(TEXT SECTION):
▽

CONTEXT

Around the world, waste generation rates are rising. In 2020, the world was estimated to generate 2.24 billion tonnes of solid waste, amounting to a footprint of 0.79 kilograms per person per day. With rapid population growth and urbanization, annual waste generation is expected to increase by 73% from 2020 levels to 3.88 billion tonnes in 2050.

Compared to those in developed nations, residents in developing countries, especially the urban poor, are more severely impacted by unsustainably managed waste. In low-income countries, over 90% of waste is often disposed in unregulated dumps or openly burned. These practices create serious health, safety, and environmental consequences. Poorly managed waste serves as a breeding ground for disease vectors, contributes to global climate change through methane generation, and can even promote urban violence.

Managing waste properly is essential for building sustainable and livable cities, but it remains a challenge for many developing countries and cities. Effective waste management is expensive, often comprising 20%–50% of municipal budgets. Operating this essential municipal service requires integrated systems that are efficient, sustainable, and socially supported.

OBJECTIVES:

1. To devise a system of storage of waste and segregation of recyclable waste at source.
2. To improve system of primary collection of waste.
3. To devise more efficient system of day-to-day cleaning, conventionally and mechanically.
4. To devise system to eliminate practices of throwing garbage on the road causing nuisance & health threat.
5. To modernize the system of community waste storage & synchronize the system of primary collection as well as transportation of waste.
6. To eliminate manual handling of waste and open transportation vehicles.
7. To improve the system of transportation of waste by ensuring “handling waste only once”.
8. To construct four more semi close body transfer station to strengthen the existing primary collection-transportation and secondary transportation system.
9. To reduce quantity of waste going to landfill site by adopting suitable technology.
10. Land to be acquired for landfill disposal site.
11. To derive income from the processing of waste.
12. To ensure proper processing of MSW by means of Centralized and Decentralized Processing treatment units.
13. To ensure safe disposal of waste including bio-medical waste, C & D Waste, E-Waste and other Special category waste
14. To do institutional strengthening.

△

(RECORDS PROVIDED):
▽

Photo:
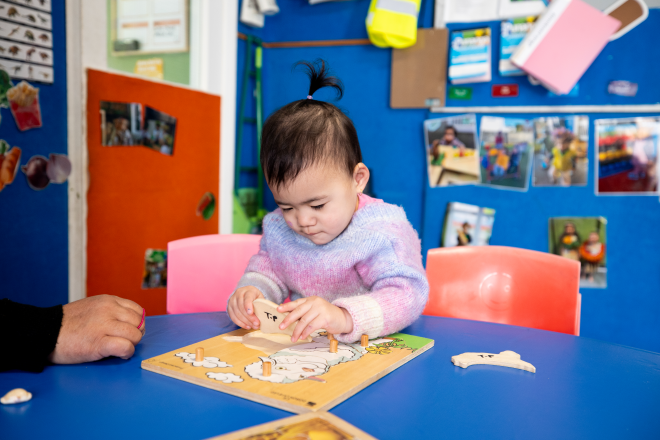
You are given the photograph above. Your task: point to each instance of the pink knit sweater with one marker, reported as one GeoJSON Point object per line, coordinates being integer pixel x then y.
{"type": "Point", "coordinates": [373, 269]}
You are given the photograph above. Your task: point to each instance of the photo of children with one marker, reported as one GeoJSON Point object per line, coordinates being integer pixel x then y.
{"type": "Point", "coordinates": [121, 124]}
{"type": "Point", "coordinates": [159, 130]}
{"type": "Point", "coordinates": [467, 225]}
{"type": "Point", "coordinates": [560, 151]}
{"type": "Point", "coordinates": [155, 269]}
{"type": "Point", "coordinates": [582, 239]}
{"type": "Point", "coordinates": [451, 150]}
{"type": "Point", "coordinates": [627, 156]}
{"type": "Point", "coordinates": [506, 145]}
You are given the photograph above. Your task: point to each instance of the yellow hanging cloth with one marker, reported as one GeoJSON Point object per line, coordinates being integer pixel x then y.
{"type": "Point", "coordinates": [393, 23]}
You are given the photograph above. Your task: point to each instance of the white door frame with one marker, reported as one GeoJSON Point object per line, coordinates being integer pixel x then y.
{"type": "Point", "coordinates": [213, 45]}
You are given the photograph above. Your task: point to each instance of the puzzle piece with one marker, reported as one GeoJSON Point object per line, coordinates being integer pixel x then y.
{"type": "Point", "coordinates": [504, 359]}
{"type": "Point", "coordinates": [270, 318]}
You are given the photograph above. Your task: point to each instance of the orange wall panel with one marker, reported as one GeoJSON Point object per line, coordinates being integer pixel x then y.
{"type": "Point", "coordinates": [139, 198]}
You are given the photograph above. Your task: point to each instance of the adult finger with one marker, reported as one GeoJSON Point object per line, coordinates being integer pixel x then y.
{"type": "Point", "coordinates": [127, 303]}
{"type": "Point", "coordinates": [302, 324]}
{"type": "Point", "coordinates": [125, 331]}
{"type": "Point", "coordinates": [116, 346]}
{"type": "Point", "coordinates": [295, 315]}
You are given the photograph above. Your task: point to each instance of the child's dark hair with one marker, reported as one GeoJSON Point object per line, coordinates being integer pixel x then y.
{"type": "Point", "coordinates": [306, 132]}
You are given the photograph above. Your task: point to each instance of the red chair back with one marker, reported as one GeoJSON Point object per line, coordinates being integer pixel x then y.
{"type": "Point", "coordinates": [505, 285]}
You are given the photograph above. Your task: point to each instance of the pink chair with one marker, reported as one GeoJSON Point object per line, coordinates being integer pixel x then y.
{"type": "Point", "coordinates": [505, 285]}
{"type": "Point", "coordinates": [203, 271]}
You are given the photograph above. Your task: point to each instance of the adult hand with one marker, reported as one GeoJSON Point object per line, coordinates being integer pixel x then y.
{"type": "Point", "coordinates": [315, 313]}
{"type": "Point", "coordinates": [98, 327]}
{"type": "Point", "coordinates": [240, 308]}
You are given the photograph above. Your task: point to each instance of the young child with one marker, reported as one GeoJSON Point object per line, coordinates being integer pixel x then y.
{"type": "Point", "coordinates": [351, 264]}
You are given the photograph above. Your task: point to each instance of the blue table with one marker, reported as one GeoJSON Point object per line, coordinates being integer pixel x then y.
{"type": "Point", "coordinates": [582, 389]}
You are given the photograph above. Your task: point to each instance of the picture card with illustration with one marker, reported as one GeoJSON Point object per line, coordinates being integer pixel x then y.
{"type": "Point", "coordinates": [560, 151]}
{"type": "Point", "coordinates": [159, 130]}
{"type": "Point", "coordinates": [506, 150]}
{"type": "Point", "coordinates": [582, 239]}
{"type": "Point", "coordinates": [467, 225]}
{"type": "Point", "coordinates": [627, 156]}
{"type": "Point", "coordinates": [121, 124]}
{"type": "Point", "coordinates": [155, 269]}
{"type": "Point", "coordinates": [451, 150]}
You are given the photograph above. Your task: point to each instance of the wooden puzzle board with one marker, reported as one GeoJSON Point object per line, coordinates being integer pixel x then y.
{"type": "Point", "coordinates": [305, 377]}
{"type": "Point", "coordinates": [321, 425]}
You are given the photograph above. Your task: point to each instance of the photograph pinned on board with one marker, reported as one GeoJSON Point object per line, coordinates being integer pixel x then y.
{"type": "Point", "coordinates": [506, 149]}
{"type": "Point", "coordinates": [24, 104]}
{"type": "Point", "coordinates": [10, 159]}
{"type": "Point", "coordinates": [467, 225]}
{"type": "Point", "coordinates": [582, 239]}
{"type": "Point", "coordinates": [451, 150]}
{"type": "Point", "coordinates": [121, 124]}
{"type": "Point", "coordinates": [159, 130]}
{"type": "Point", "coordinates": [155, 269]}
{"type": "Point", "coordinates": [627, 156]}
{"type": "Point", "coordinates": [560, 151]}
{"type": "Point", "coordinates": [206, 206]}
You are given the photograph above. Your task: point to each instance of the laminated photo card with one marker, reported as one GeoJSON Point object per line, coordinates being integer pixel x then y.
{"type": "Point", "coordinates": [452, 150]}
{"type": "Point", "coordinates": [560, 151]}
{"type": "Point", "coordinates": [467, 225]}
{"type": "Point", "coordinates": [506, 150]}
{"type": "Point", "coordinates": [582, 239]}
{"type": "Point", "coordinates": [627, 156]}
{"type": "Point", "coordinates": [469, 56]}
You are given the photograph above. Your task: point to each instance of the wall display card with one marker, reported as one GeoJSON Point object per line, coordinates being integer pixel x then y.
{"type": "Point", "coordinates": [25, 52]}
{"type": "Point", "coordinates": [155, 269]}
{"type": "Point", "coordinates": [512, 31]}
{"type": "Point", "coordinates": [506, 150]}
{"type": "Point", "coordinates": [121, 124]}
{"type": "Point", "coordinates": [25, 34]}
{"type": "Point", "coordinates": [42, 5]}
{"type": "Point", "coordinates": [31, 17]}
{"type": "Point", "coordinates": [582, 239]}
{"type": "Point", "coordinates": [469, 56]}
{"type": "Point", "coordinates": [467, 225]}
{"type": "Point", "coordinates": [451, 150]}
{"type": "Point", "coordinates": [627, 156]}
{"type": "Point", "coordinates": [471, 11]}
{"type": "Point", "coordinates": [31, 72]}
{"type": "Point", "coordinates": [158, 25]}
{"type": "Point", "coordinates": [159, 130]}
{"type": "Point", "coordinates": [560, 151]}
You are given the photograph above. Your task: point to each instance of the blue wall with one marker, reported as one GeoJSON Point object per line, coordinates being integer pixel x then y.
{"type": "Point", "coordinates": [33, 224]}
{"type": "Point", "coordinates": [393, 147]}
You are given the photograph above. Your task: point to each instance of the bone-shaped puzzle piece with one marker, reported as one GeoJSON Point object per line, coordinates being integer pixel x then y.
{"type": "Point", "coordinates": [270, 318]}
{"type": "Point", "coordinates": [504, 359]}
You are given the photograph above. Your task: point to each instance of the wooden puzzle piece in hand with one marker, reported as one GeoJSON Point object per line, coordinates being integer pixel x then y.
{"type": "Point", "coordinates": [504, 359]}
{"type": "Point", "coordinates": [270, 318]}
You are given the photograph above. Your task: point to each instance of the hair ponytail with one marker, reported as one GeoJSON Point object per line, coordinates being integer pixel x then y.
{"type": "Point", "coordinates": [319, 77]}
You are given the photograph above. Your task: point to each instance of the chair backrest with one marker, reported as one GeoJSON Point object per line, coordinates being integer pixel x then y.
{"type": "Point", "coordinates": [505, 285]}
{"type": "Point", "coordinates": [203, 271]}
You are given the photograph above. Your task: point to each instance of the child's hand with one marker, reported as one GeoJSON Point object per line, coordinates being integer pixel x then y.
{"type": "Point", "coordinates": [315, 313]}
{"type": "Point", "coordinates": [240, 308]}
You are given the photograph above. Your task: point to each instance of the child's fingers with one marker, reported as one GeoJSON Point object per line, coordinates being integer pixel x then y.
{"type": "Point", "coordinates": [295, 314]}
{"type": "Point", "coordinates": [287, 307]}
{"type": "Point", "coordinates": [303, 322]}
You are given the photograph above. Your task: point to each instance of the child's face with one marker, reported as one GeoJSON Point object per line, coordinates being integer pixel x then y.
{"type": "Point", "coordinates": [321, 201]}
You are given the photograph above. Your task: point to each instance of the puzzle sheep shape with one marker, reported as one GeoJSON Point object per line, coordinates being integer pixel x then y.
{"type": "Point", "coordinates": [305, 376]}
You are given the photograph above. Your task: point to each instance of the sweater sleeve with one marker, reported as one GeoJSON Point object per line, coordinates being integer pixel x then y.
{"type": "Point", "coordinates": [260, 273]}
{"type": "Point", "coordinates": [398, 288]}
{"type": "Point", "coordinates": [28, 329]}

△

(PARTS OF THE EXERCISE):
**a.** In the waste management text, what share of municipal budgets does effective waste management often take up?
**b.** Pick up the waste management text after its final line and write the part that comes next.

(ANSWERS BELOW):
**a.** 20%–50%

**b.**
15. To have public participation in order to have proper segregation and efficient collection system.

GOVERNMENT OF INDIA HAS RELEASED A GUIDELINE FOR SOLID WASTE MANAGEMENT (SWM) (https://mohua.gov.in). SOME OF THE MAJOR HIGHLIGHTS ARE AS BELOW:

Preparation of Detailed Project Report (DPRs) DPRs should be prepared as per the guidelines laid down in the Manual on Solid Waste Management published by this Ministry, which should include:

• Existing status of SWM in the towns including mechanism and infrastructure for collection, transportation, treatment & disposal. The details should include existing equipment/machinery and other infrastructure available with ULB (Urban Local Bodies) and its age. The mechanism & O/M of the equipment available, present establishment expenditure, technical and non-technical manpower available.
• Field study be carried out in commercial / institutional and residential areas to assess the quantity of garbage generated in the city before planning the system and report of the field study be included in the DPR.
• Complete physical characterization of waste, including moisture content, density and etc. as well as weight & volume of quantity of bio-degradable, non-biodegradable & recyclables available in the waste produced in the town every day and test report for quality of garbage from a standard test laboratory.
• Existing system of collection, storage, transportation, processing, treatment and disposal of waste and proposed system of collection, transportation and process of treatment & disposal, fully justifying the process adopted including in-house facility of maintenance and repair if available in ULB.
• Justification for equipment & machinery required, if any, for collection and transportation based on the time and motion study in order to ensure optimum utilization of the same.
• Detailed designs & drawing of proposed Solid Waste Management System including sanitary landfill / waste processing plants should be included in the DPR. Details of the survey and geo-hydrological investigation carried out for development of sanitary land fill.
• Mechanism of operation & maintenance of equipment & machinery and its upkeep, preventive maintenance on regular basis for existing and proposed equipment & machinery.
• Mechanism of operation and maintenance of sanitary land fill / waste processing plant on self-sustaining basis including details of engagement of private sector, if any.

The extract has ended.